▸ PROVIDED PASSAGE
..........
The next morning, we rolled our luggage to the bus, and the sari store man arrived with plastic-wrapped bundles of fabric: all finished, all hand-tailored, all ready to wear. The one British woman on our trip said, “Only American women would have had the guts to descend on a shop and get saris made. A group of Brits,” she assured us, “would never have done that.” Because they’re shy? Not as impulsive? Or a tiny bit guilty about the whole we’re-better-than-you, under-our-thumb, we’re-white-and-you’re-not raj thing? I’ve seen Ghandi.

Hours later, several hotel staff people helped us pleat the long sari fabric around our waists and adjust the cholis. I had my choli back to front, and there was much laughter and confusion between sips of complimentary watermelon juice.

The Taj Mahal experience itself was a curry of poor toothless cart drivers, puppet and postcard buskers, and drop-dead beauty. And you had to take the whole mix; you couldn’t just opt for the beauty. Our cart driver made a point to tell us in great detail about his wife and children. Then, as we strolled the grounds, T-shirt-and-jeans-wearing Indian teens laughingly demanded we stand with them for pictures. The slim towers were closed to the public now because of the many suicides by jumping. The Taj is romantic and tragic.

My romantic, impulsive, fast powder-blue sari lies folded in my closet now, waiting for its next trip to India. Or perhaps dinner at The Bombay House, Star of India, or A Taste of Punjab.
..........
▸ REQUIREMENT 1
In the sari passage, what color is the narrator's sari?
▸ REQUIREMENT 2
Name every restaurant mentioned in the sari passage.

▸ SUPPLIED MATERIAL
..........
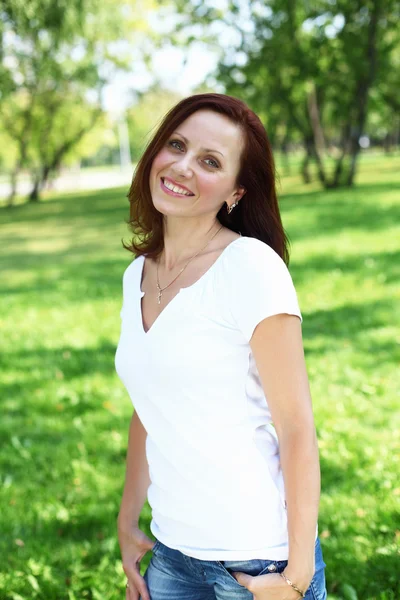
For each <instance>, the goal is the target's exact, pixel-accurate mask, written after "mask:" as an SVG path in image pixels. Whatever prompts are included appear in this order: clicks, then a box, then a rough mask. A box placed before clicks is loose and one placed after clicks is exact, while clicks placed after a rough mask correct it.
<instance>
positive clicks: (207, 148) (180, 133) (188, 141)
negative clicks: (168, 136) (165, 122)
..........
▸ REPLY 1
Powder blue.

▸ REPLY 2
The Bombay House, Star of India, and A Taste of Punjab.